Image location labeling entries
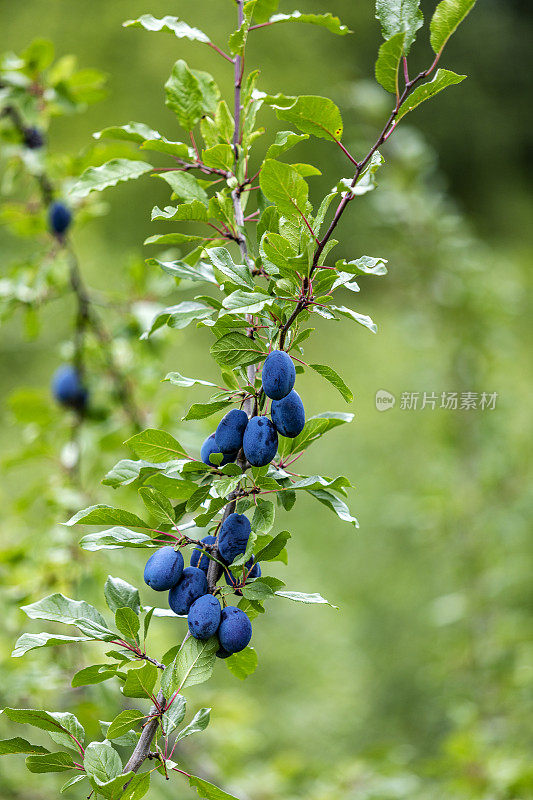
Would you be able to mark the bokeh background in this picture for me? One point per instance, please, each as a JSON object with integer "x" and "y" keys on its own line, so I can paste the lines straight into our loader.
{"x": 420, "y": 686}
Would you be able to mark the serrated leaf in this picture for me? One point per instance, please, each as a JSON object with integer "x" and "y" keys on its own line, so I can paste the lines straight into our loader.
{"x": 284, "y": 187}
{"x": 327, "y": 21}
{"x": 318, "y": 116}
{"x": 123, "y": 723}
{"x": 106, "y": 515}
{"x": 335, "y": 379}
{"x": 388, "y": 63}
{"x": 50, "y": 762}
{"x": 236, "y": 349}
{"x": 156, "y": 445}
{"x": 114, "y": 539}
{"x": 95, "y": 179}
{"x": 447, "y": 17}
{"x": 193, "y": 665}
{"x": 168, "y": 24}
{"x": 199, "y": 722}
{"x": 18, "y": 745}
{"x": 140, "y": 682}
{"x": 442, "y": 79}
{"x": 301, "y": 597}
{"x": 400, "y": 16}
{"x": 101, "y": 761}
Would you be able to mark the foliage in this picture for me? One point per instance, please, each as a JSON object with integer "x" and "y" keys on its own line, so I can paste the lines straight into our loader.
{"x": 265, "y": 302}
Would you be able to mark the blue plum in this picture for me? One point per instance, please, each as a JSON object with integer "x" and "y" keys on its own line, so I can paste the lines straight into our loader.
{"x": 209, "y": 447}
{"x": 192, "y": 585}
{"x": 163, "y": 569}
{"x": 260, "y": 441}
{"x": 278, "y": 375}
{"x": 233, "y": 536}
{"x": 204, "y": 617}
{"x": 235, "y": 630}
{"x": 230, "y": 430}
{"x": 59, "y": 218}
{"x": 237, "y": 580}
{"x": 68, "y": 389}
{"x": 288, "y": 415}
{"x": 199, "y": 559}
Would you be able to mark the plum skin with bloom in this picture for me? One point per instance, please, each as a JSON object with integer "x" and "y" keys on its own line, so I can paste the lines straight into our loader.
{"x": 278, "y": 375}
{"x": 191, "y": 586}
{"x": 163, "y": 569}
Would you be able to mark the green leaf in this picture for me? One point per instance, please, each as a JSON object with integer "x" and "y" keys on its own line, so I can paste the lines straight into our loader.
{"x": 209, "y": 791}
{"x": 244, "y": 302}
{"x": 127, "y": 622}
{"x": 101, "y": 761}
{"x": 123, "y": 723}
{"x": 362, "y": 319}
{"x": 263, "y": 518}
{"x": 114, "y": 539}
{"x": 119, "y": 594}
{"x": 284, "y": 187}
{"x": 284, "y": 141}
{"x": 168, "y": 25}
{"x": 335, "y": 379}
{"x": 180, "y": 380}
{"x": 95, "y": 179}
{"x": 106, "y": 515}
{"x": 96, "y": 673}
{"x": 193, "y": 664}
{"x": 194, "y": 211}
{"x": 300, "y": 597}
{"x": 140, "y": 682}
{"x": 184, "y": 185}
{"x": 190, "y": 94}
{"x": 442, "y": 79}
{"x": 400, "y": 16}
{"x": 18, "y": 745}
{"x": 204, "y": 410}
{"x": 274, "y": 547}
{"x": 237, "y": 273}
{"x": 174, "y": 715}
{"x": 58, "y": 608}
{"x": 447, "y": 17}
{"x": 242, "y": 664}
{"x": 328, "y": 21}
{"x": 50, "y": 762}
{"x": 156, "y": 445}
{"x": 236, "y": 349}
{"x": 314, "y": 115}
{"x": 388, "y": 63}
{"x": 31, "y": 641}
{"x": 336, "y": 505}
{"x": 199, "y": 722}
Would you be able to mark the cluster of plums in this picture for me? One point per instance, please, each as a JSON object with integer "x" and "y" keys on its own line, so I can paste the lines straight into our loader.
{"x": 188, "y": 591}
{"x": 68, "y": 388}
{"x": 258, "y": 436}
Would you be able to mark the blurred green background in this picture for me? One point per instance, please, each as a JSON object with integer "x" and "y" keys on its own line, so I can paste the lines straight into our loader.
{"x": 421, "y": 685}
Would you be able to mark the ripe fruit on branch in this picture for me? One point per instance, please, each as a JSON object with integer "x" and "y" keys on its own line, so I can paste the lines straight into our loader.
{"x": 228, "y": 435}
{"x": 209, "y": 447}
{"x": 199, "y": 559}
{"x": 59, "y": 218}
{"x": 233, "y": 537}
{"x": 192, "y": 585}
{"x": 68, "y": 388}
{"x": 204, "y": 617}
{"x": 288, "y": 415}
{"x": 163, "y": 569}
{"x": 235, "y": 630}
{"x": 260, "y": 441}
{"x": 278, "y": 375}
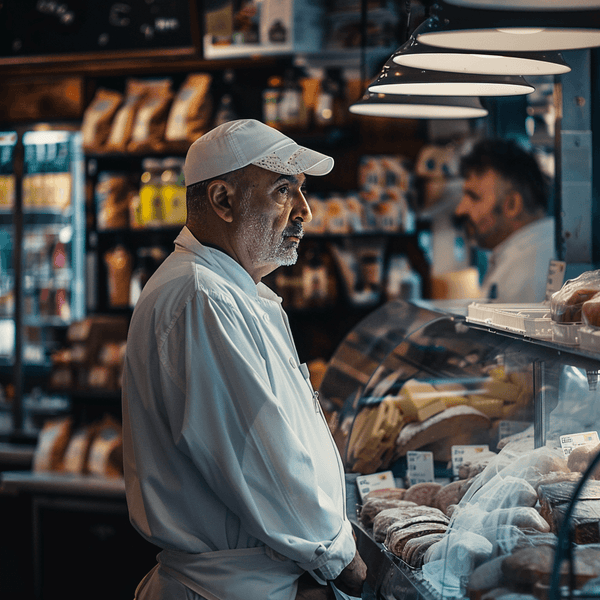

**WHAT THE TASK REQUIRES**: Can you lay out every line of the items above as a Markdown table, with a Row column holding the row number and a Line column holding the line itself? Skip blank lines, and leave the pictures out.

**RESPONSE TO THE TASK**:
| Row | Line |
|---|---|
| 1 | Would you be able to mark the bokeh background in this picture for me? One point per instance, please, each as a JSON object with integer "x" and "y" keys on its own line, so I can paste the lines straight into our loader. |
| 2 | {"x": 420, "y": 686} |
| 3 | Would you be able to mark the serrated leaf in this picture for me? One point per instance, please, each as a JSON object with integer "x" and "y" keys on its own line, so I can paste the lines straight into our loader. |
| 4 | {"x": 284, "y": 187} |
| 5 | {"x": 327, "y": 21} |
| 6 | {"x": 318, "y": 116} |
| 7 | {"x": 123, "y": 723} |
| 8 | {"x": 106, "y": 515} |
| 9 | {"x": 335, "y": 379} |
| 10 | {"x": 388, "y": 63} |
| 11 | {"x": 50, "y": 762} |
| 12 | {"x": 236, "y": 349} |
| 13 | {"x": 156, "y": 445} |
| 14 | {"x": 114, "y": 539} |
| 15 | {"x": 95, "y": 179} |
| 16 | {"x": 447, "y": 17} |
| 17 | {"x": 193, "y": 665} |
| 18 | {"x": 168, "y": 24} |
| 19 | {"x": 199, "y": 722} |
| 20 | {"x": 18, "y": 745} |
| 21 | {"x": 140, "y": 682} |
| 22 | {"x": 442, "y": 79} |
| 23 | {"x": 301, "y": 597} |
| 24 | {"x": 400, "y": 16} |
| 25 | {"x": 101, "y": 761} |
| 26 | Would you be able to mark the foliage in this picture for me? One point per instance, please, each as a JSON object with integer "x" and "y" keys on its own line, so I can paste the lines straight into our loader. |
| 27 | {"x": 265, "y": 302} |
| 28 | Would you be able to mark the blue plum in this picture for me? One point per instance, please, each as a JSON object with integer "x" and "y" keys on its own line, so I can paste the lines straight into our loader. |
| 29 | {"x": 209, "y": 447} |
| 30 | {"x": 192, "y": 585} |
| 31 | {"x": 163, "y": 569} |
| 32 | {"x": 260, "y": 441} |
| 33 | {"x": 278, "y": 375} |
| 34 | {"x": 233, "y": 536} |
| 35 | {"x": 204, "y": 617} |
| 36 | {"x": 235, "y": 630} |
| 37 | {"x": 230, "y": 430} |
| 38 | {"x": 59, "y": 218} |
| 39 | {"x": 237, "y": 580} |
| 40 | {"x": 68, "y": 389} |
| 41 | {"x": 288, "y": 415} |
| 42 | {"x": 199, "y": 559} |
| 43 | Would you be able to mark the plum skin with bloom in this picture for me? One point per instance, please, each as a JSON object with integer "x" and "y" keys on its own line, so I can paste the lines straight into our loader. |
| 44 | {"x": 278, "y": 375} |
| 45 | {"x": 191, "y": 586} |
| 46 | {"x": 163, "y": 569} |
| 47 | Would you be able to mark the green leaf in this picture for me? One point per instance, please, each as a JSON object with integer "x" and "y" keys on its own line, so I can paste the lines straight into our loader. |
| 48 | {"x": 209, "y": 791} |
| 49 | {"x": 244, "y": 302} |
| 50 | {"x": 127, "y": 622} |
| 51 | {"x": 101, "y": 761} |
| 52 | {"x": 123, "y": 723} |
| 53 | {"x": 362, "y": 319} |
| 54 | {"x": 263, "y": 518} |
| 55 | {"x": 114, "y": 539} |
| 56 | {"x": 119, "y": 594} |
| 57 | {"x": 284, "y": 187} |
| 58 | {"x": 284, "y": 141} |
| 59 | {"x": 168, "y": 25} |
| 60 | {"x": 335, "y": 379} |
| 61 | {"x": 180, "y": 380} |
| 62 | {"x": 95, "y": 179} |
| 63 | {"x": 106, "y": 515} |
| 64 | {"x": 96, "y": 673} |
| 65 | {"x": 193, "y": 664} |
| 66 | {"x": 194, "y": 211} |
| 67 | {"x": 300, "y": 597} |
| 68 | {"x": 140, "y": 682} |
| 69 | {"x": 184, "y": 185} |
| 70 | {"x": 190, "y": 94} |
| 71 | {"x": 442, "y": 79} |
| 72 | {"x": 400, "y": 16} |
| 73 | {"x": 18, "y": 745} |
| 74 | {"x": 204, "y": 410} |
| 75 | {"x": 274, "y": 547} |
| 76 | {"x": 237, "y": 273} |
| 77 | {"x": 174, "y": 715} |
| 78 | {"x": 58, "y": 608} |
| 79 | {"x": 447, "y": 17} |
| 80 | {"x": 242, "y": 664} |
| 81 | {"x": 328, "y": 21} |
| 82 | {"x": 50, "y": 762} |
| 83 | {"x": 156, "y": 445} |
| 84 | {"x": 236, "y": 349} |
| 85 | {"x": 314, "y": 115} |
| 86 | {"x": 388, "y": 63} |
| 87 | {"x": 31, "y": 641} |
| 88 | {"x": 336, "y": 505} |
| 89 | {"x": 199, "y": 722} |
| 90 | Would you be able to mark the cluster of plums in this picture for me? One point per instance, please, each as a JSON object with integer "x" and "y" keys on its own line, so I can paste the lines straight into our loader. |
| 91 | {"x": 188, "y": 591} |
| 92 | {"x": 68, "y": 388} |
| 93 | {"x": 258, "y": 436} |
| 94 | Would you be able to mark the blurred green background in this picture for me? One point per instance, please, each as a JSON object with integer "x" and "y" keys on its own line, so I can paste the lines straight into our loader. |
| 95 | {"x": 421, "y": 685} |
| 96 | Would you be able to mark the ripe fruit on branch in this picture for me? One point per instance, please, each as a JSON object with integer "x" and "y" keys on its own line, so I can paste the lines straight into our loader. |
| 97 | {"x": 228, "y": 435} |
| 98 | {"x": 209, "y": 447} |
| 99 | {"x": 199, "y": 559} |
| 100 | {"x": 59, "y": 218} |
| 101 | {"x": 233, "y": 537} |
| 102 | {"x": 192, "y": 585} |
| 103 | {"x": 68, "y": 388} |
| 104 | {"x": 204, "y": 617} |
| 105 | {"x": 288, "y": 415} |
| 106 | {"x": 163, "y": 569} |
| 107 | {"x": 235, "y": 630} |
| 108 | {"x": 260, "y": 441} |
| 109 | {"x": 278, "y": 375} |